Data records:
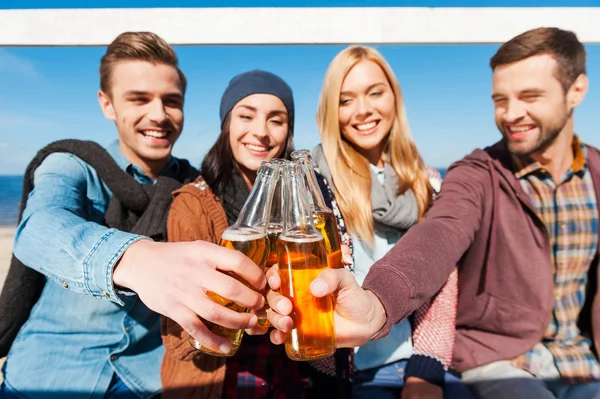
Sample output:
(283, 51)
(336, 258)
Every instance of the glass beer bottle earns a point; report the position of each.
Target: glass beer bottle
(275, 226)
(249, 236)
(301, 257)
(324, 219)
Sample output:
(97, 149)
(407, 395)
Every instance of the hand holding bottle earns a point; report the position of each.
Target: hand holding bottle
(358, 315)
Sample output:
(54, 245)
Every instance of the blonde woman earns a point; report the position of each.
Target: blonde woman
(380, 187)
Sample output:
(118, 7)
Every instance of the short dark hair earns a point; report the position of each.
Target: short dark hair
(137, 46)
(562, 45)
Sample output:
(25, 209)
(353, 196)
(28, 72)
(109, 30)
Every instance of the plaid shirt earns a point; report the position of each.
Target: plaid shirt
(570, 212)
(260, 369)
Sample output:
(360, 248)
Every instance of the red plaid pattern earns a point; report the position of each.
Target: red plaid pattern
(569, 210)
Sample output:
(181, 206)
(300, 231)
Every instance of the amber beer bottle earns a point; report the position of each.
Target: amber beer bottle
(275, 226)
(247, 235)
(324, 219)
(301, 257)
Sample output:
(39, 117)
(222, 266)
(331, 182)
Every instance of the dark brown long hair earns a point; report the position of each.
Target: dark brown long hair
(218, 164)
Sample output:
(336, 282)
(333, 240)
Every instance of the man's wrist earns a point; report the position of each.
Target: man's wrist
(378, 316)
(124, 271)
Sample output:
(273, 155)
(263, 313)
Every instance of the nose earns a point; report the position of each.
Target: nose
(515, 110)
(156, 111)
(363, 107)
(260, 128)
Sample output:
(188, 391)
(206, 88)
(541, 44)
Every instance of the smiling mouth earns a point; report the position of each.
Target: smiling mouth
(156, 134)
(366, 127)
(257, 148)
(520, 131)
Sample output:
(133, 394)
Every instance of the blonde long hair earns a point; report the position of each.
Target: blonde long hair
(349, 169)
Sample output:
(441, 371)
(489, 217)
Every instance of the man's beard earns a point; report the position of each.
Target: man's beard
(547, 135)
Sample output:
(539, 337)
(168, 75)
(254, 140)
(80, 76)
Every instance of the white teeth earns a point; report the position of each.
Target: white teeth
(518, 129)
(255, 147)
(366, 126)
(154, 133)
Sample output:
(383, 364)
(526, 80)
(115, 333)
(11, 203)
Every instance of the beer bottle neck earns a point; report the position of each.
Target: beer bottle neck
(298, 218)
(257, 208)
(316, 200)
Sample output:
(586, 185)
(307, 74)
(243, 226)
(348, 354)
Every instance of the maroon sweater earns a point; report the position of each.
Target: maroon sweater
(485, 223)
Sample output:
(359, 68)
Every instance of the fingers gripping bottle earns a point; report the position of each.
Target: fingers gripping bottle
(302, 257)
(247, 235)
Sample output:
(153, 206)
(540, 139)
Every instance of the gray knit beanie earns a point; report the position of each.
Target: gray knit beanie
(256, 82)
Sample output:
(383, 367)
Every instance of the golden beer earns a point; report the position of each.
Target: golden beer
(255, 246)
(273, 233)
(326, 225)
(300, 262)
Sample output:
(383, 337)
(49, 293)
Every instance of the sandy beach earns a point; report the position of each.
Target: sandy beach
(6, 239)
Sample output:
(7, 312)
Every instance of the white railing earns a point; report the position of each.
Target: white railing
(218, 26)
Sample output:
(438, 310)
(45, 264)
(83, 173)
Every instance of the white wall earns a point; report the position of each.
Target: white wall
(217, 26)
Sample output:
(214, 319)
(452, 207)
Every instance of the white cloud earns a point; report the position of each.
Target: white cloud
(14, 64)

* * *

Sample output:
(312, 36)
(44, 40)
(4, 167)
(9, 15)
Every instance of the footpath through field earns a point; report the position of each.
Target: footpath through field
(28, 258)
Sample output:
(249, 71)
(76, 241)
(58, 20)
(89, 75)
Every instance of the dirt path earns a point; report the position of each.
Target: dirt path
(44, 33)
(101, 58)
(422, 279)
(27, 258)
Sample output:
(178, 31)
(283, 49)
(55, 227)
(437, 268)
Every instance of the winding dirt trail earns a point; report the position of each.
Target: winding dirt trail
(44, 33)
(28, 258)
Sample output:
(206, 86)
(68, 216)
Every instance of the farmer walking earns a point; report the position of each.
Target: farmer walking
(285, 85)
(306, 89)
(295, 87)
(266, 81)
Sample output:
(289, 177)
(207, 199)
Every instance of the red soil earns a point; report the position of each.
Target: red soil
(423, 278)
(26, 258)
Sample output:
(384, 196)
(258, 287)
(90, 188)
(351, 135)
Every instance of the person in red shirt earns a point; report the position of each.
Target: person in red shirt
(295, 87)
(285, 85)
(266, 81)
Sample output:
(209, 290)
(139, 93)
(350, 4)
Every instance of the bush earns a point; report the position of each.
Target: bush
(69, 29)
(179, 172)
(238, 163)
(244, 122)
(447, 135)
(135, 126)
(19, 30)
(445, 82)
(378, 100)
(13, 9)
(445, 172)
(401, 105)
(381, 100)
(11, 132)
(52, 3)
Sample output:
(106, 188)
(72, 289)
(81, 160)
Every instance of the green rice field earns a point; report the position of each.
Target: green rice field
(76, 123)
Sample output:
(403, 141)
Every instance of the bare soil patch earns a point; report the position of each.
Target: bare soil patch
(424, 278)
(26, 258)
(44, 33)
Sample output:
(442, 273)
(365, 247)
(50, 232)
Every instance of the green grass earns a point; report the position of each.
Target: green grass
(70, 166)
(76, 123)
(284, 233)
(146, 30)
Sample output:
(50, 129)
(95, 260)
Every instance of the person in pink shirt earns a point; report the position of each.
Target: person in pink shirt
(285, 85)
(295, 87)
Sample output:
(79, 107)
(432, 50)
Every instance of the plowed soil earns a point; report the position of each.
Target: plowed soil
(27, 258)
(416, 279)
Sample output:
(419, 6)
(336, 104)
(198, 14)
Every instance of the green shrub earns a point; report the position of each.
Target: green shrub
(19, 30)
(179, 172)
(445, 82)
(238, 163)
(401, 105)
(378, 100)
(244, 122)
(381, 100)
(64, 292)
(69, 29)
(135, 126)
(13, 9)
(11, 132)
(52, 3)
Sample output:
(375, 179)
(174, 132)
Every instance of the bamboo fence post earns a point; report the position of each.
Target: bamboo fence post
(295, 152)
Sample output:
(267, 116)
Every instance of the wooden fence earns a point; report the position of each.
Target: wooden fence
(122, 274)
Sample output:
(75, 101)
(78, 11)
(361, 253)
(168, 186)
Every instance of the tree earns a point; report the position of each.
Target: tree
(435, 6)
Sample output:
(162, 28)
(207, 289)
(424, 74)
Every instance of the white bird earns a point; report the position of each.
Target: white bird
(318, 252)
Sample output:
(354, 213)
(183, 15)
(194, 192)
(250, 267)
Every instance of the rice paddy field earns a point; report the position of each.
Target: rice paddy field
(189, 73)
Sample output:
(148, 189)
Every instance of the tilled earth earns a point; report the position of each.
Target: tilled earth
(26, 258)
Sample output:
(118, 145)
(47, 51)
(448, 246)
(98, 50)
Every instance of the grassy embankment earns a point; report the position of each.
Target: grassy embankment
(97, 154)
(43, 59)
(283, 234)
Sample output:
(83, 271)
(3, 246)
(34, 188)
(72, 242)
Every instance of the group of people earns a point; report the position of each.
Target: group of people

PROMPT
Begin at the line above that has "Target: red plaid pattern" and stop after the line that has "Every instance of the smiling", copying each line exactly and adding nothing else.

WRITTEN SOLUTION
Target: red plaid pattern
(569, 210)
Sample output:
(181, 206)
(300, 231)
Every instance of the amber beer bottle earns a point; report the position of each.
Target: amber beer bottle
(275, 226)
(247, 235)
(324, 219)
(301, 257)
Sample output:
(39, 117)
(222, 266)
(331, 182)
Every instance of the dark brown long hair earns a point; report the position of each.
Target: dark brown long hair
(218, 164)
Sample output:
(336, 282)
(333, 240)
Every instance of the man's wrist earns a point; report the position of each.
Target: man's wrist
(378, 316)
(124, 271)
Sample output:
(273, 155)
(263, 313)
Every instance of the nose earns a point; report the position of each.
Target: nose
(515, 110)
(156, 111)
(363, 107)
(260, 128)
Sample output:
(188, 391)
(206, 88)
(541, 44)
Every instance of the smiling mouth earns a point; report the position of each.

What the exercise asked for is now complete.